[START OF SELECTION]

The financial sector limits, prices,
pools and trades all the risks involved in a transaction and provide incentives
for savers to invest by matching potential earnings with those risks. Empirical
research has shown that financial depth is generally associated with an
increase in GDP (Levine, 1997). In contrast, distorted financial markets with
high macroeconomic instability, direct government involvement and weak
regulations can have extremely adverse effects on industrial sector and on
economic growth in general. As a result, the focus of much recent work on the
financial sector has been on deepening and broadening financial markets in
developing countries and on improving financial sector regulation, supervision
and governance. The increasing participation of commercial banks has been one
of the most striking structural changes experienced by banking systems in
developing countries over the past decade.
In Nigeria the number of banks
stands at 24 due to the recent consolidation exercise. Common argument against
bank credit is that banks might tend to “cheery pick” the most profitable
customers, reducing financial risks and thus, affecting the overall
distribution of credit. In particular, the main area of concern is the
availability of credit to private investors and small firms. In many developing
countries, small firms account for a very significant share of total value
added and generate a large fraction of the total jobs in the economy.
Commercial banks are perceived as having a comparative advantage over other
credit institutions in small business credit. This role is likely to be more
important in less developed countries that are generally more heavily dependent
on bank financing. In Argentina for example, 79 percent of small industrial
firms have bank debt (Lorens, Van der Host, and Isusi, 1999). Moreover, small
firms tend to have exclusive dealings with a single bank with which they have a
strong relationship, given the paucity of information on the risk
characteristics of individual investors or small firms.
Therefore, access to
credit by private investors and small firms would be reduced if banks were to
neglect small firms and/or drive domestic micro-finance banks from the market,
destroying the information generated through bank-borrower relationship. A
number of recent studies have shown that commercial banks seems to improve
banking systems efficiency in the provision of credit to investors and
contribute to overall banking stability in developing countries (See
Dermirgue-Kunt, Levine, and Min (1998), Levine (1999), Barajas et al (2000). On
the other hand, the effect of bank credit on industrial sector in developing
countries especially in Nigeria remains largely unexplored. Olubiyo, S.O. and
Hill G.P (2003), examined the changes in bank credit to the farm sector before
and since the inception of the subsidized credit insurance in Nigeria, the
study also identified the pattern of bank credit to different agricultural
sub-sectors. The findings from the study suggested that there is the need for
the government to review its policy of underwriting loans as an instrument to
encourage increased bank credit to small-scale farmers.

[END OF SELECTION]

■ **OBJECTIVE A**
According to the passage on bank credit, how many banks does Nigeria have, and what accounts for that number?
■ **OBJECTIVE B**
Reproduce the passage on bank credit from "Commercial banks are" to "or small firms.".

[START OF DATA LINES]

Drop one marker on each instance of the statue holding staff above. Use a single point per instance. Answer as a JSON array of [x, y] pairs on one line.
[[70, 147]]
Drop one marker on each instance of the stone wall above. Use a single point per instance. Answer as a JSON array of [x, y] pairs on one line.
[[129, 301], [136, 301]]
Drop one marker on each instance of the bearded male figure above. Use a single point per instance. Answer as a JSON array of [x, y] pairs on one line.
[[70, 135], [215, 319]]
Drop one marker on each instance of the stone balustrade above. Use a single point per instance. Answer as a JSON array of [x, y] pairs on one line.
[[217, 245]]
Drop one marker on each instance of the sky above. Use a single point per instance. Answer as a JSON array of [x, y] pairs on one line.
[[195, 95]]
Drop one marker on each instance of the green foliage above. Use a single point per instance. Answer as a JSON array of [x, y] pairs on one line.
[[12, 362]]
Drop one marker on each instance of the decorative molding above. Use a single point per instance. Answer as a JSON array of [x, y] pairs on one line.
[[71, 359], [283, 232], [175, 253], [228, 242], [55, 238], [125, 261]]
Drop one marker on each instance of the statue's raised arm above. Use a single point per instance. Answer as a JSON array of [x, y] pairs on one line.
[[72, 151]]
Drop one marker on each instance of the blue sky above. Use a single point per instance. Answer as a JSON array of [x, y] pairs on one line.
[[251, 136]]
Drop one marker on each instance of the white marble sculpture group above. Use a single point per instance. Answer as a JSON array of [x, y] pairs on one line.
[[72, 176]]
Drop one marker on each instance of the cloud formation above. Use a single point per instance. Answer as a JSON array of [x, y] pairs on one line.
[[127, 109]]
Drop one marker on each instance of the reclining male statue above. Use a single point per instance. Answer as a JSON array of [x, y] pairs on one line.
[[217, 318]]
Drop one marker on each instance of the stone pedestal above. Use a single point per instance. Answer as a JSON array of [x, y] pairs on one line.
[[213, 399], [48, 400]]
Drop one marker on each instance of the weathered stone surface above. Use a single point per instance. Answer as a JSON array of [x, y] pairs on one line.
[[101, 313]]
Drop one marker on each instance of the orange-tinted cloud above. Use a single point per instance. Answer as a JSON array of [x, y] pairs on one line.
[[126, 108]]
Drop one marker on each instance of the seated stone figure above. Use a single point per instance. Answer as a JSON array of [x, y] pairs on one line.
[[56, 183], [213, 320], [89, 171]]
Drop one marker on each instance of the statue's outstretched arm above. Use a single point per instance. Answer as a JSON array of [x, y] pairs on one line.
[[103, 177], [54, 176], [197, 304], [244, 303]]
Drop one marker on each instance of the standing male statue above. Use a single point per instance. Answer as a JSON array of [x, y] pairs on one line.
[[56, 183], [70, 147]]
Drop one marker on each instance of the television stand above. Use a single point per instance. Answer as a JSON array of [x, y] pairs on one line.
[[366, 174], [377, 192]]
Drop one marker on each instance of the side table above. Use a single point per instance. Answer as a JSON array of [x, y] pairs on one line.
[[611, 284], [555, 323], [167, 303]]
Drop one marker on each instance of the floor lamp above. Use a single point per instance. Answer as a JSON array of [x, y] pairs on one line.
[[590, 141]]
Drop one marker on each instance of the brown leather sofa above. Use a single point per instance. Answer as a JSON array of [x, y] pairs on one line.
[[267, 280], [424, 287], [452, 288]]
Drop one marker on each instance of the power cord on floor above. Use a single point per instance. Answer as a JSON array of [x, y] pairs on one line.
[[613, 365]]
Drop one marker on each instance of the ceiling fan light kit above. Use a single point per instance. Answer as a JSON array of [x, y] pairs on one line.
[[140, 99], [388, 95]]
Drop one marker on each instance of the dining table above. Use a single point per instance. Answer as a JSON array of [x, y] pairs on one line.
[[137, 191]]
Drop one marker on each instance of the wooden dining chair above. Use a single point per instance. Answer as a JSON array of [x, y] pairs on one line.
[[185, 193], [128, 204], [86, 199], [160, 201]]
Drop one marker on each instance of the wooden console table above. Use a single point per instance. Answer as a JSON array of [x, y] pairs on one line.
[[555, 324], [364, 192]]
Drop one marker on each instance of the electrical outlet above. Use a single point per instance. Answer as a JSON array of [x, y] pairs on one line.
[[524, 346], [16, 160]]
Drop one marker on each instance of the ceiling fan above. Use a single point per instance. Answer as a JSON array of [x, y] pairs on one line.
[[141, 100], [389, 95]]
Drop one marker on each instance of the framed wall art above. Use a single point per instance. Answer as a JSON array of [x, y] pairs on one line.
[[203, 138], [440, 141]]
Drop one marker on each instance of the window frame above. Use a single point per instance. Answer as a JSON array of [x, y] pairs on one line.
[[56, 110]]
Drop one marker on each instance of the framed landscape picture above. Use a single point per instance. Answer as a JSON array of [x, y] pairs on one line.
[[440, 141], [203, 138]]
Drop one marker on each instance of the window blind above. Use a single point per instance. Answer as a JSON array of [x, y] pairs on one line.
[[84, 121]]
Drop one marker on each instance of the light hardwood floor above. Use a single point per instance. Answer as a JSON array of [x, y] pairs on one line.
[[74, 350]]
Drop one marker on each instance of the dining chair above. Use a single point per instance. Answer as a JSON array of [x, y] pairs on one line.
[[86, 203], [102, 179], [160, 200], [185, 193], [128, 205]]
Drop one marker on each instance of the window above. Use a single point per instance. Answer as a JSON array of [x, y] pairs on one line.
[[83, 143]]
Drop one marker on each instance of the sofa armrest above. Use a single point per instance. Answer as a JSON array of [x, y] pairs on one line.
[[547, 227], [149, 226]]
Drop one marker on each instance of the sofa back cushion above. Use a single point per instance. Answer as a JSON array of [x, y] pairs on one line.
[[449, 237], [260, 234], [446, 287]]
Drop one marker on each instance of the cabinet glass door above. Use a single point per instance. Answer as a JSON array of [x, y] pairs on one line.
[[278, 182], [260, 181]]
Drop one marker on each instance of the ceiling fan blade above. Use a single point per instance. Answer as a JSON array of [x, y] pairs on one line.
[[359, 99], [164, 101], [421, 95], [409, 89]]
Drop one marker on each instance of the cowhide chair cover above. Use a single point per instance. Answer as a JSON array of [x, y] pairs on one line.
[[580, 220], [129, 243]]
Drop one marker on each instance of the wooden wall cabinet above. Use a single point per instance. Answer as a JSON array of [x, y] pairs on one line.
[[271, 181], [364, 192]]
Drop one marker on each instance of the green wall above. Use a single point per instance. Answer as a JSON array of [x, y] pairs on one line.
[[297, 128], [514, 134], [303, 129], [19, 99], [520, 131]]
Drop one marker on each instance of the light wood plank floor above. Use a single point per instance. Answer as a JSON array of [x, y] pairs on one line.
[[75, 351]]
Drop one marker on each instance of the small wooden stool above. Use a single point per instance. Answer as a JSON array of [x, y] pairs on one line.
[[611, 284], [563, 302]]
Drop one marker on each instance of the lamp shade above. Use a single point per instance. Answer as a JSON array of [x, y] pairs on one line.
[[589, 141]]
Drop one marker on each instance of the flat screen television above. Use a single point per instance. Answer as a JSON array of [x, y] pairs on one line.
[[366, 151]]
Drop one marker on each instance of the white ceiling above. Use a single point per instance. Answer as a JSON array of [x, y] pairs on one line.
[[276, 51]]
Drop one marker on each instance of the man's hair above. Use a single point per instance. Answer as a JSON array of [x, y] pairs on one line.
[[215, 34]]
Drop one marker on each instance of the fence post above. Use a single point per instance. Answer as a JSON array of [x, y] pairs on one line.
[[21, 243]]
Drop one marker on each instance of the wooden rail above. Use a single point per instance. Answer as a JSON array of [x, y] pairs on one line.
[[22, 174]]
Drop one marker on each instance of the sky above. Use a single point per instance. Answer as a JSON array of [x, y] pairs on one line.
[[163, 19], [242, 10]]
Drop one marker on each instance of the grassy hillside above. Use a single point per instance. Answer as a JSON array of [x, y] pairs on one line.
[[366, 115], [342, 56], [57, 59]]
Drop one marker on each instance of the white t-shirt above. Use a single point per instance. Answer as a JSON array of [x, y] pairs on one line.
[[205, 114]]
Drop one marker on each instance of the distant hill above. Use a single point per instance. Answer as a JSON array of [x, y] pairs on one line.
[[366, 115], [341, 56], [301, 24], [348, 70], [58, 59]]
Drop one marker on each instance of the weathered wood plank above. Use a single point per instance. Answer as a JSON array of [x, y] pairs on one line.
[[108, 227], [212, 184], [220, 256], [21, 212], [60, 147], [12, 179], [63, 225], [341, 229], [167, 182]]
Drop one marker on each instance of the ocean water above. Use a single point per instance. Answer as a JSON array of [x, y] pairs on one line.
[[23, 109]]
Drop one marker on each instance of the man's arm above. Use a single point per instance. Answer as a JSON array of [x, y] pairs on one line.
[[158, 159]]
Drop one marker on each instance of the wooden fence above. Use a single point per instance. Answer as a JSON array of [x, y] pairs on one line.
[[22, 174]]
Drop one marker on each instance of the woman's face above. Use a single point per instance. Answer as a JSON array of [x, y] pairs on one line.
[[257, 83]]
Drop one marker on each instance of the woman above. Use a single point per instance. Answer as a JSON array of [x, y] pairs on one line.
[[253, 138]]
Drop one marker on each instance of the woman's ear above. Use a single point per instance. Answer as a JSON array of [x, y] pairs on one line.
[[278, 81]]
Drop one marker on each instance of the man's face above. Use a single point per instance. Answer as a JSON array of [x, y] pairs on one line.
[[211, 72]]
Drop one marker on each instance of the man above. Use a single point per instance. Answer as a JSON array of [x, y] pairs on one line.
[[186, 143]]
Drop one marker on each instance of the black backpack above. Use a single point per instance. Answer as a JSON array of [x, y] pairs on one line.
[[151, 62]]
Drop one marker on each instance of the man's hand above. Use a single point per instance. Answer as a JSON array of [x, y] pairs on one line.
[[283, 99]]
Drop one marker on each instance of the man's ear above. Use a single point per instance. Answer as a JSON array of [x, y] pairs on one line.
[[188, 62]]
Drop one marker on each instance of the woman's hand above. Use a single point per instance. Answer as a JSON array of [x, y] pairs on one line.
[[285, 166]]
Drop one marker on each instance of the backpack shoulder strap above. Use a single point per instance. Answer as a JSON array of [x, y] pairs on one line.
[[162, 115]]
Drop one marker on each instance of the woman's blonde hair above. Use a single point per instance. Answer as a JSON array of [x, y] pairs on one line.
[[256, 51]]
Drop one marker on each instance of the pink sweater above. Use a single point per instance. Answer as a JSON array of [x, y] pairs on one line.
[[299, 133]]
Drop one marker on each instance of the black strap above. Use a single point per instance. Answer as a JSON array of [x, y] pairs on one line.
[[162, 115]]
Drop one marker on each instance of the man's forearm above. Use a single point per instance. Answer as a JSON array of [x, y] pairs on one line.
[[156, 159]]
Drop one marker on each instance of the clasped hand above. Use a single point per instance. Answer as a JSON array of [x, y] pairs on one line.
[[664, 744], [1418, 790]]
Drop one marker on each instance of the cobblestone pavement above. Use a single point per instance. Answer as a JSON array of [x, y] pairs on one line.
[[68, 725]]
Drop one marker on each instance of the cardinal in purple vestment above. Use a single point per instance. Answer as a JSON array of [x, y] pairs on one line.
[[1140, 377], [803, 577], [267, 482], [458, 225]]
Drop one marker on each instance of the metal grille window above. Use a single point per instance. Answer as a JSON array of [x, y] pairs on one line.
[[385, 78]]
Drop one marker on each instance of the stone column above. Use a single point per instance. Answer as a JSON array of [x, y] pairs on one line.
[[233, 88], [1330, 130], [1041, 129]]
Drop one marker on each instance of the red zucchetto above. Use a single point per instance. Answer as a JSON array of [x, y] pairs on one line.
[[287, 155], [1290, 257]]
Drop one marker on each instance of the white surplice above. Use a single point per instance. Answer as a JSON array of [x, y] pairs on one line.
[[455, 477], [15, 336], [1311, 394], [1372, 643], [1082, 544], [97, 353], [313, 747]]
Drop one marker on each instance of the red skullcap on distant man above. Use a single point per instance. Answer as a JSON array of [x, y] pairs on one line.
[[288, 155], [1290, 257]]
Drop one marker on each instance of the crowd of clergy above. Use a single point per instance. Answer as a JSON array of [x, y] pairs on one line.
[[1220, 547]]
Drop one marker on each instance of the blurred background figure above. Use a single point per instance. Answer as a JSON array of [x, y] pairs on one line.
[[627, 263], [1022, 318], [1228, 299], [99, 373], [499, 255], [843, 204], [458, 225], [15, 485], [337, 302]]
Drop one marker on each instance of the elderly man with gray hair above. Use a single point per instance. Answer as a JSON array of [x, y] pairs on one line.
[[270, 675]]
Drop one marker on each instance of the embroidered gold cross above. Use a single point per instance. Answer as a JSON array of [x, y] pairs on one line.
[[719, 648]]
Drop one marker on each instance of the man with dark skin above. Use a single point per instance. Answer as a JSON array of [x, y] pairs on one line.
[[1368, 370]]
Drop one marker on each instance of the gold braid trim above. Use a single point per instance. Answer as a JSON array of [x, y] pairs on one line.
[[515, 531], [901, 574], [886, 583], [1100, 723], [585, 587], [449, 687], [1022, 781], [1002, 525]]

[END OF DATA LINES]

■ **FULL RESPONSE A**
Nigeria has 24 banks, due to the recent consolidation exercise.

■ **FULL RESPONSE B**
Commercial banks are perceived as having a comparative advantage over other
credit institutions in small business credit. This role is likely to be more
important in less developed countries that are generally more heavily dependent
on bank financing. In Argentina for example, 79 percent of small industrial
firms have bank debt (Lorens, Van der Host, and Isusi, 1999). Moreover, small
firms tend to have exclusive dealings with a single bank with which they have a
strong relationship, given the paucity of information on the risk
characteristics of individual investors or small firms.